Please pick out and copy every line in the entries below that contains the word "street".

* Data provided:
##########

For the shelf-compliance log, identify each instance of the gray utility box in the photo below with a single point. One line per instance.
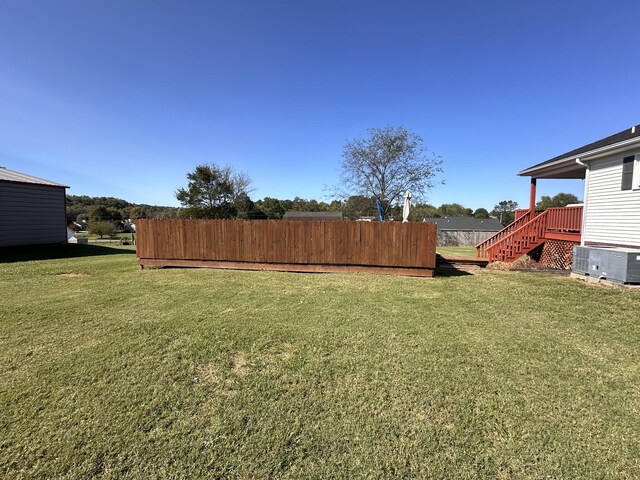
(620, 265)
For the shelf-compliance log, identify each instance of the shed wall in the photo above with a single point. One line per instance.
(612, 215)
(31, 214)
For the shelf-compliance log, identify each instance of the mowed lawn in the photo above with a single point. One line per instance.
(111, 372)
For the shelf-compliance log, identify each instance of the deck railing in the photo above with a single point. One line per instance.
(519, 212)
(564, 219)
(519, 241)
(481, 248)
(520, 237)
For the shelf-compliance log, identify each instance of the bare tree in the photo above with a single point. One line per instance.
(385, 164)
(213, 191)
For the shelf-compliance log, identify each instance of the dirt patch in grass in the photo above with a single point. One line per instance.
(239, 364)
(523, 263)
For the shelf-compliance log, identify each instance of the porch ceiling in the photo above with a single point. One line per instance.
(568, 168)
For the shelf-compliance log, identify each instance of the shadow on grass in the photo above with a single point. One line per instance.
(51, 252)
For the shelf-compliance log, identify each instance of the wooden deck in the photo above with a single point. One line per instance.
(531, 230)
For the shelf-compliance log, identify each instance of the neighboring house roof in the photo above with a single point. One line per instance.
(466, 223)
(565, 165)
(7, 175)
(313, 216)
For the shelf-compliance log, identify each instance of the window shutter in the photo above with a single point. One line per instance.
(627, 172)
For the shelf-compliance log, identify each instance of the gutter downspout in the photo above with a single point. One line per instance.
(584, 198)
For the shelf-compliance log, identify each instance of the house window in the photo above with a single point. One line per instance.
(630, 173)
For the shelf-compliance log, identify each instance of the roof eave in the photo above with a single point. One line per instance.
(569, 164)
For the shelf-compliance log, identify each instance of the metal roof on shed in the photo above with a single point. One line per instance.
(466, 223)
(7, 175)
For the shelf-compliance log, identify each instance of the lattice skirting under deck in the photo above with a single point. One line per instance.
(557, 254)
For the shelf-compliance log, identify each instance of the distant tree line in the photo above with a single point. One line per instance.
(83, 207)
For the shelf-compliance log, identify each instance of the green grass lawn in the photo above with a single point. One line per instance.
(107, 371)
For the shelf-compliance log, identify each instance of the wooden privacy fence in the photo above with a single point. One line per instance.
(301, 246)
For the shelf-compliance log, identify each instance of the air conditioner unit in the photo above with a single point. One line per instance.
(581, 260)
(621, 265)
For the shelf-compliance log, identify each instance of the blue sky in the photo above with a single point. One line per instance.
(123, 98)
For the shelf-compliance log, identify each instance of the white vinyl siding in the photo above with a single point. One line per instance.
(612, 215)
(31, 214)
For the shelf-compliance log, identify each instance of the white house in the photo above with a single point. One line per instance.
(611, 170)
(609, 217)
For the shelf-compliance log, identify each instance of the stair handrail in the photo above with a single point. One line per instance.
(512, 238)
(565, 219)
(482, 247)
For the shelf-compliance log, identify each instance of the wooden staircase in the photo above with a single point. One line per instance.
(530, 231)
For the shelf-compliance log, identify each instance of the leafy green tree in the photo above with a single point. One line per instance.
(559, 200)
(102, 228)
(212, 192)
(454, 210)
(390, 161)
(271, 207)
(98, 213)
(139, 211)
(422, 211)
(504, 211)
(481, 213)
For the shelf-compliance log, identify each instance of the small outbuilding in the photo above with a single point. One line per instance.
(464, 231)
(32, 210)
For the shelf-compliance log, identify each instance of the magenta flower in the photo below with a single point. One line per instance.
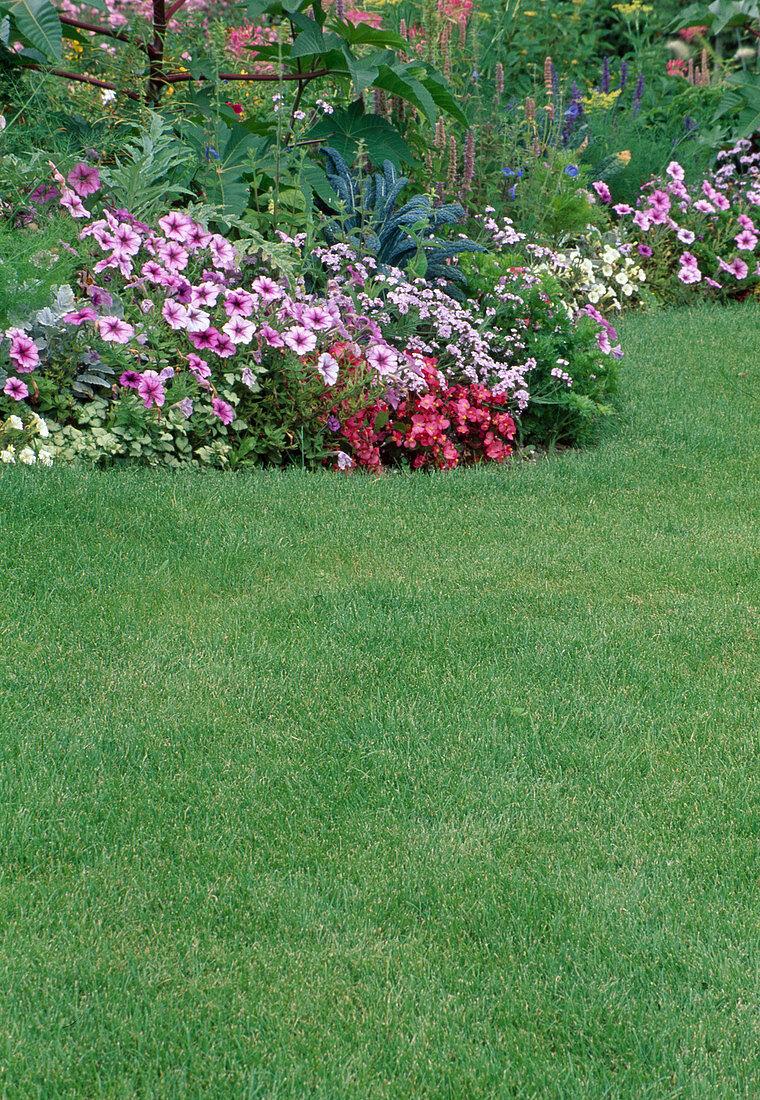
(174, 314)
(197, 320)
(327, 367)
(70, 201)
(205, 294)
(151, 388)
(223, 345)
(317, 317)
(266, 289)
(173, 255)
(24, 353)
(84, 178)
(127, 241)
(300, 340)
(382, 358)
(204, 340)
(99, 296)
(272, 337)
(222, 410)
(239, 330)
(15, 388)
(114, 330)
(81, 315)
(238, 303)
(222, 252)
(199, 366)
(746, 241)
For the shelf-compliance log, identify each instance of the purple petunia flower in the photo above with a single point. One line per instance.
(84, 178)
(15, 388)
(222, 410)
(151, 388)
(114, 330)
(24, 353)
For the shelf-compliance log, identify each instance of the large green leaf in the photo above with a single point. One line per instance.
(443, 97)
(37, 22)
(397, 80)
(344, 129)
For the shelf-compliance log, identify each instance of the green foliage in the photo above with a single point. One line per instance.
(396, 238)
(36, 24)
(34, 260)
(154, 169)
(553, 337)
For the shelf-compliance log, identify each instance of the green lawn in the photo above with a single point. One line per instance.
(427, 787)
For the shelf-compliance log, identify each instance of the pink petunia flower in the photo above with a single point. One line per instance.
(174, 315)
(114, 330)
(205, 294)
(199, 366)
(746, 240)
(238, 304)
(239, 330)
(84, 178)
(24, 353)
(223, 410)
(300, 340)
(70, 201)
(80, 316)
(327, 367)
(266, 289)
(223, 345)
(197, 320)
(222, 252)
(382, 358)
(272, 337)
(151, 388)
(15, 388)
(317, 317)
(204, 340)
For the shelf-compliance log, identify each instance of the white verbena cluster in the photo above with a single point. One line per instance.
(601, 271)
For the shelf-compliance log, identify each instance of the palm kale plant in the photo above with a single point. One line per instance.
(404, 238)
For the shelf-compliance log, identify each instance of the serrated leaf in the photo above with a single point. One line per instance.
(37, 21)
(397, 80)
(345, 128)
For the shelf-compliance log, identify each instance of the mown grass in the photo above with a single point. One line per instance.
(416, 787)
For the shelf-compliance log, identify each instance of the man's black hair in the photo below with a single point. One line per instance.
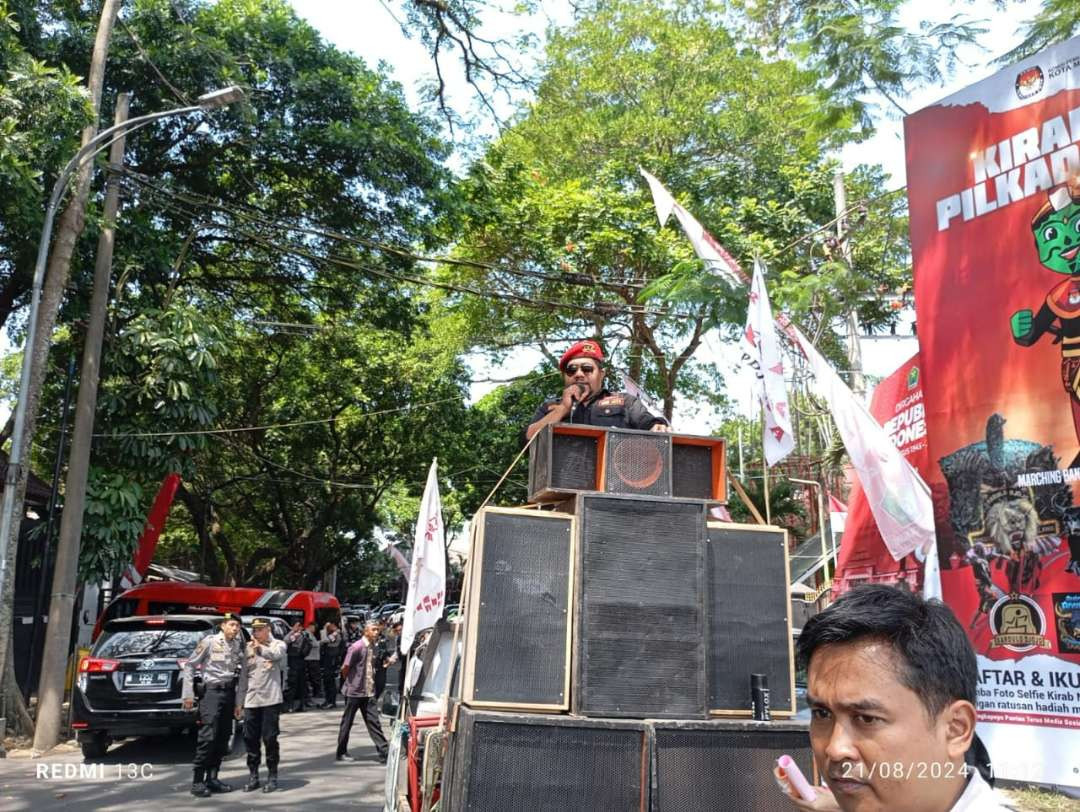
(935, 659)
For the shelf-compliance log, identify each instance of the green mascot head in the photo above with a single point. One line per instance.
(1056, 229)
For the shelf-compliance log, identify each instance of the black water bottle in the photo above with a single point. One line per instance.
(759, 697)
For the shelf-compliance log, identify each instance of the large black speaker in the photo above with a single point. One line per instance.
(750, 626)
(531, 762)
(567, 459)
(639, 649)
(703, 767)
(517, 645)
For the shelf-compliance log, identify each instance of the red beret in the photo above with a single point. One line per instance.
(586, 349)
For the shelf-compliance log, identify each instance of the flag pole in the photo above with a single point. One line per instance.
(765, 469)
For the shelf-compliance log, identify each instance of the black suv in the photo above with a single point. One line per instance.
(130, 682)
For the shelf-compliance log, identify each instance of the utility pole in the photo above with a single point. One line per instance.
(844, 239)
(61, 607)
(37, 631)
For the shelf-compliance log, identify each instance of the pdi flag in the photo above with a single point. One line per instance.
(761, 353)
(715, 257)
(898, 496)
(399, 559)
(427, 580)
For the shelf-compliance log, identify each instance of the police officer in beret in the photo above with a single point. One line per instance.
(584, 400)
(219, 659)
(266, 664)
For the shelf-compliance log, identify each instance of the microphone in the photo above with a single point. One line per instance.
(574, 401)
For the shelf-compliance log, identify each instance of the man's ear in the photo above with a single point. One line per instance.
(958, 719)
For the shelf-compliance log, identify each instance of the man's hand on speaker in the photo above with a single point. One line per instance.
(824, 802)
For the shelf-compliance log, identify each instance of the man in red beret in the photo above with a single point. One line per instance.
(585, 401)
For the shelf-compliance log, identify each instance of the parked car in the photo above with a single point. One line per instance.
(130, 684)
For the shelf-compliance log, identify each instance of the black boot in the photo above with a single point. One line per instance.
(214, 785)
(199, 788)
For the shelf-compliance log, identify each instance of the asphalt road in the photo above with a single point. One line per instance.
(135, 774)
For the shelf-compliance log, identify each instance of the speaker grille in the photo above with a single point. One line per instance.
(640, 648)
(554, 768)
(524, 598)
(721, 769)
(574, 461)
(638, 463)
(748, 605)
(692, 471)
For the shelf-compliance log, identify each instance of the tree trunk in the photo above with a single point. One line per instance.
(69, 227)
(65, 574)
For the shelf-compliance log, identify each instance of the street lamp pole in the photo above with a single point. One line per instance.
(103, 139)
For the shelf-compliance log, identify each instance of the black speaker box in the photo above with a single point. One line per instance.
(517, 644)
(639, 647)
(750, 621)
(725, 765)
(532, 762)
(567, 459)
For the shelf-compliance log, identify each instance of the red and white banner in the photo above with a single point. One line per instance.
(761, 353)
(896, 495)
(900, 498)
(427, 581)
(898, 406)
(995, 224)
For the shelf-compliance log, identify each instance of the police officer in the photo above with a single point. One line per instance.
(219, 658)
(585, 401)
(266, 662)
(297, 647)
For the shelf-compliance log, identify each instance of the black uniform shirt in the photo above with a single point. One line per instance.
(615, 410)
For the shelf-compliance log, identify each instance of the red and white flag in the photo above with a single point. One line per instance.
(715, 257)
(898, 497)
(399, 559)
(761, 353)
(427, 580)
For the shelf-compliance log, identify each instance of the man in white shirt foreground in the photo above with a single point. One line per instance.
(891, 688)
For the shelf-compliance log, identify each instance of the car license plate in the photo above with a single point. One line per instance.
(147, 679)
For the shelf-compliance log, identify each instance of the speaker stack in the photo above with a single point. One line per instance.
(610, 641)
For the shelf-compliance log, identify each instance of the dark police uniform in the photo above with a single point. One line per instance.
(611, 409)
(224, 685)
(297, 647)
(262, 706)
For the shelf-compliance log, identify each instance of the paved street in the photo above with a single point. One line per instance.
(160, 770)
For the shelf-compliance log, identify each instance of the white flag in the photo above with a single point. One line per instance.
(761, 352)
(898, 496)
(705, 246)
(631, 388)
(399, 559)
(427, 580)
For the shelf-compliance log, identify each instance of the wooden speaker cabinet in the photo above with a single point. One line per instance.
(520, 612)
(725, 765)
(568, 459)
(532, 762)
(750, 617)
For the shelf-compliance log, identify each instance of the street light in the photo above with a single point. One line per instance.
(206, 102)
(821, 523)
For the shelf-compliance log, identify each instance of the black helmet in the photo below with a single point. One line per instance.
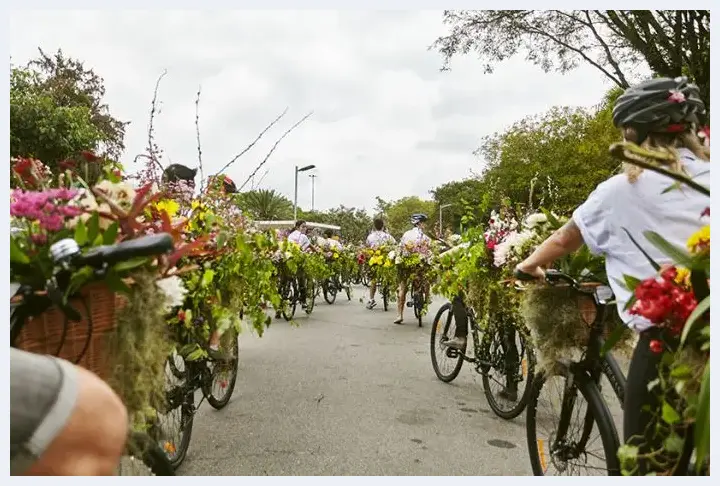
(178, 172)
(418, 218)
(659, 105)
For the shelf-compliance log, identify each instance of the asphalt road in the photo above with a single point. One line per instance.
(347, 392)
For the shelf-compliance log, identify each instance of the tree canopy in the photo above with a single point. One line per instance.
(670, 42)
(56, 111)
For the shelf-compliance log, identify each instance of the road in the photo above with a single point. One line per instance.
(347, 392)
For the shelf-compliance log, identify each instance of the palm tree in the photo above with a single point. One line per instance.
(265, 204)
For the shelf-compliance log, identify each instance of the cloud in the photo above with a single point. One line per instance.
(386, 121)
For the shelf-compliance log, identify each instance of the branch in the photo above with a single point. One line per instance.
(245, 150)
(273, 149)
(197, 133)
(151, 130)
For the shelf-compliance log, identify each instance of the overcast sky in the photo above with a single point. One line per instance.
(387, 122)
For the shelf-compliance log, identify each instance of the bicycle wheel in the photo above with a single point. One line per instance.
(440, 333)
(224, 374)
(143, 457)
(513, 368)
(289, 299)
(567, 454)
(330, 291)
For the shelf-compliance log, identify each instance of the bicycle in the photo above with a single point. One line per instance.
(496, 351)
(201, 374)
(581, 376)
(67, 257)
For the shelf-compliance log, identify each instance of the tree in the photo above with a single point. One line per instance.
(265, 205)
(671, 42)
(56, 111)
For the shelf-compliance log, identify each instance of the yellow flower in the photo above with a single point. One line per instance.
(169, 206)
(700, 240)
(683, 276)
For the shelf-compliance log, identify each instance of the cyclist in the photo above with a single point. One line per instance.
(659, 114)
(412, 236)
(300, 238)
(378, 237)
(64, 420)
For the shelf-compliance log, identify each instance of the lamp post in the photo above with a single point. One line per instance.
(312, 177)
(299, 169)
(443, 206)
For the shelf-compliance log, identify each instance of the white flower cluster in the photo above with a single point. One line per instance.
(174, 291)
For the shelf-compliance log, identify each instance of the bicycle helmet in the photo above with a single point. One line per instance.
(659, 105)
(418, 218)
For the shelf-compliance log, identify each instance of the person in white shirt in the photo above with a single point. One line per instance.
(659, 114)
(377, 238)
(413, 235)
(300, 238)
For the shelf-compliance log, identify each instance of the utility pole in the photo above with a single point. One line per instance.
(313, 176)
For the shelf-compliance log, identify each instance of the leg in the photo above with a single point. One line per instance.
(64, 419)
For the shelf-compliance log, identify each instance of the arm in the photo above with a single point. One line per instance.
(563, 242)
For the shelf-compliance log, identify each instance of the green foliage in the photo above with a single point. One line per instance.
(56, 111)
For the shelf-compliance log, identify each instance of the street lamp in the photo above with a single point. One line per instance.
(301, 169)
(443, 206)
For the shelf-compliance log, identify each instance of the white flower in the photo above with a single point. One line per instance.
(174, 291)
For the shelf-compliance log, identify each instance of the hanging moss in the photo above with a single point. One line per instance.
(138, 350)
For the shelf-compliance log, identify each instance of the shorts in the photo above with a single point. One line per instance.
(43, 391)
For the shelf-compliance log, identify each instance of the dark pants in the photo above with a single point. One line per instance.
(643, 406)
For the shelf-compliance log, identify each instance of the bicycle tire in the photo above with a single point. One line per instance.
(528, 372)
(289, 300)
(597, 411)
(433, 338)
(329, 292)
(220, 403)
(154, 461)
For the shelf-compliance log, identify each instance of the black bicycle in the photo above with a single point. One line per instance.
(67, 257)
(567, 446)
(215, 377)
(503, 357)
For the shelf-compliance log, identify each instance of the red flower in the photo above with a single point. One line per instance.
(656, 346)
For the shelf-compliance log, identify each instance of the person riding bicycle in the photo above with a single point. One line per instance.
(409, 239)
(377, 238)
(660, 114)
(300, 238)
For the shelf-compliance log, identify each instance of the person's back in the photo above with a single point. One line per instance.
(644, 205)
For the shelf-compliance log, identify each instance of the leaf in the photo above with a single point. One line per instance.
(80, 233)
(649, 258)
(670, 416)
(702, 420)
(126, 265)
(93, 227)
(16, 254)
(678, 255)
(700, 310)
(110, 234)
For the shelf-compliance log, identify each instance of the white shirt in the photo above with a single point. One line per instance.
(299, 239)
(379, 238)
(414, 235)
(334, 244)
(616, 204)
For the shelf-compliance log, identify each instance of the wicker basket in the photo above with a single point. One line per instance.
(43, 334)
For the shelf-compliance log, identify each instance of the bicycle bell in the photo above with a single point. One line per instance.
(64, 250)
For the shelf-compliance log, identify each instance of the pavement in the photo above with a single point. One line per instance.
(347, 392)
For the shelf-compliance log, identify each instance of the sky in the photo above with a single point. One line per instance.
(386, 121)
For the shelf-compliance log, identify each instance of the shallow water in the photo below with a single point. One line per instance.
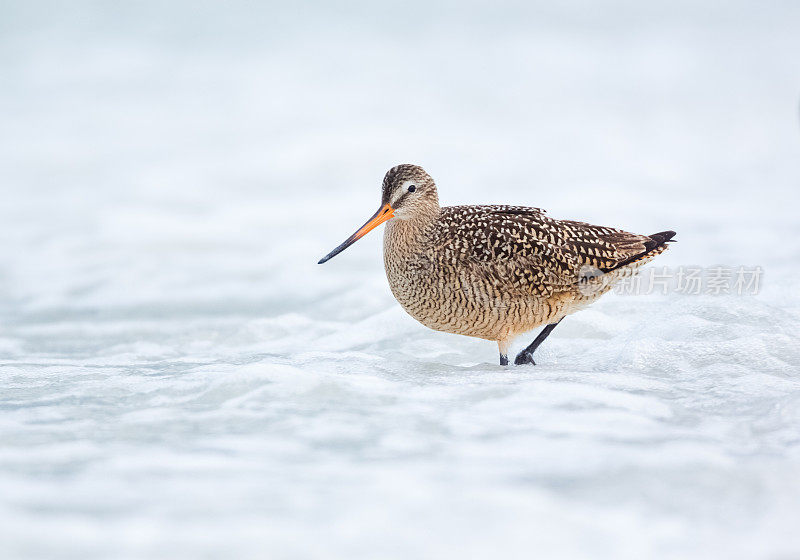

##########

* Task output:
For the shelf-compliance log, identify each instance of the street lamp pole in the photo above with a single point. One line per instance.
For the shelf-compliance log, identify each instance of the paved street in the photo above with a single point. One line per instance.
For the shelf-compliance log, identify each instance of the street light in the photo above with a single point. One line per instance.
For the shelf-compliance log, identify each instance of the street lamp in the photo above with a single point. One line per instance.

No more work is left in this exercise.